[Collection entries]
☆ ☆ ☆ ☆

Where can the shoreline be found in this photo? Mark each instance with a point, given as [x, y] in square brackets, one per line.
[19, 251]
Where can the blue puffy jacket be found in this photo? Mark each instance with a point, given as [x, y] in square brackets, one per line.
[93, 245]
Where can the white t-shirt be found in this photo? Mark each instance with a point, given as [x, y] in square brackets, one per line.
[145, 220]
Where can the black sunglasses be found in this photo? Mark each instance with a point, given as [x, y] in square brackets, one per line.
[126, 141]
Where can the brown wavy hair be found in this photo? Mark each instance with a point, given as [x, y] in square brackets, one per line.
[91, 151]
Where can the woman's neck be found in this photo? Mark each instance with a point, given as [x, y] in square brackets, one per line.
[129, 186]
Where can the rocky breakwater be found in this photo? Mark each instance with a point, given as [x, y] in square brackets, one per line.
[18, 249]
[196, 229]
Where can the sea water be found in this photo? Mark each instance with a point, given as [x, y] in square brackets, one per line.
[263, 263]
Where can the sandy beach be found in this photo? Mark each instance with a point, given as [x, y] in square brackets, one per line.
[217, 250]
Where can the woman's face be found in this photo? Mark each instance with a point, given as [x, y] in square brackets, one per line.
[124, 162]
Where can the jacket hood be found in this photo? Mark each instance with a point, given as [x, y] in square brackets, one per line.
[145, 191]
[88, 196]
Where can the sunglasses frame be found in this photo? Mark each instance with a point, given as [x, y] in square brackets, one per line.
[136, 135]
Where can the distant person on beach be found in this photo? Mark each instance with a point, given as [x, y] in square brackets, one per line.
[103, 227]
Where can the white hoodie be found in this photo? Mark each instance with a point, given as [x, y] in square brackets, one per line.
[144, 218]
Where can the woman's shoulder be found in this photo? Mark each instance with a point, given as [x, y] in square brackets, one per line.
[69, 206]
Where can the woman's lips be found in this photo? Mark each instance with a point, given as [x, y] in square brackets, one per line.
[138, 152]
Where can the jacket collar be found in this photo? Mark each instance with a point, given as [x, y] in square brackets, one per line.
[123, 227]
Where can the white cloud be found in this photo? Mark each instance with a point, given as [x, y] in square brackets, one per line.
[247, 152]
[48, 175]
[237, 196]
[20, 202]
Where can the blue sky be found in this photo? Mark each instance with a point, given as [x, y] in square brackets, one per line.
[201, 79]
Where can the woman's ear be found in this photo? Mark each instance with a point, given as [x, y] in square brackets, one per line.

☆ ☆ ☆ ☆

--- Goal ---
Please convert all of the records above into a numbered list, leaving out any blank lines.

--- Finished task ---
1. Where can the shoreline be found in this photo? Mark each instance with a point, given as [x, y] in square brackets, one per line.
2. [19, 251]
3. Where can the blue puffy jacket be found in this photo? Mark each instance with a point, given as [x, y] in square brackets, one per line.
4. [93, 245]
5. Where can the white t-shirt be found in this photo? Mark each instance with a point, given as [x, y] in square brackets, one per line.
6. [145, 220]
7. Where can the black sunglasses be found in this photo? Mark each instance with a point, given as [x, y] in square brackets, one per line.
8. [126, 141]
9. Where can the brown wavy hair be found in this photo? Mark each instance with a point, given as [x, y] in square brackets, one per line.
10. [91, 151]
11. Where can the woman's neck be found in this photo? Mark each instance with a point, given as [x, y] in square brackets, one per line.
12. [129, 186]
13. Where can the rocky breakwater be found in this photo? Mark each instance with a point, given as [x, y] in square brackets, one per line.
14. [18, 249]
15. [196, 229]
16. Where can the sea water be found in this photo? Mark each instance with a point, given as [x, y] in square brackets, one per line.
17. [263, 263]
18. Where can the sandy beach be found in this photo? Mark each instance with a point, given as [x, y] in square brackets, one per line.
19. [217, 250]
20. Where can the woman's face be found in this photo? Mark each instance with a point, given as [x, y] in square brackets, one per line.
21. [124, 162]
22. Where can the jacket hood be found in this photo? Mark each instance with a point, given as [x, y] in square brackets, one per line.
23. [145, 191]
24. [88, 196]
25. Where can the sunglasses frame be found in this photo? Mark each instance with a point, given as [x, y] in square brackets, one per line.
26. [136, 135]
27. Where can the distant person on beach be found in this photo? Mark each instance with a point, given as [x, y] in square brackets, one per line.
28. [103, 227]
29. Where can the white hoodie be found in this photo? Mark each instance with a point, given as [x, y] in square brackets, one per line.
30. [144, 218]
31. Where can the woman's shoulder be found in this photo? Mark each instance with a point, given as [x, y] in square brackets, one per line.
32. [69, 206]
33. Where can the woman's lips be found in this photo? Mark each instance with a point, given as [x, y] in square brackets, one per line.
34. [138, 152]
35. Where can the jacket collar be found in this photo? Mark each instance with a point, given as [x, y] in square brackets, one per line.
36. [123, 227]
37. Where can the white cloud be found in this photo? Mark each instance with a point, given as [x, y] in square brackets, one per line.
38. [247, 152]
39. [48, 175]
40. [237, 196]
41. [20, 202]
42. Where can the blue sky be found in this photo? Mark each instance with a point, given as [x, y] in square brackets, one per line.
43. [201, 79]
44. Where can the woman's ear be found in this photo? Mark each instance with a point, given as [x, y] in square brackets, one per line.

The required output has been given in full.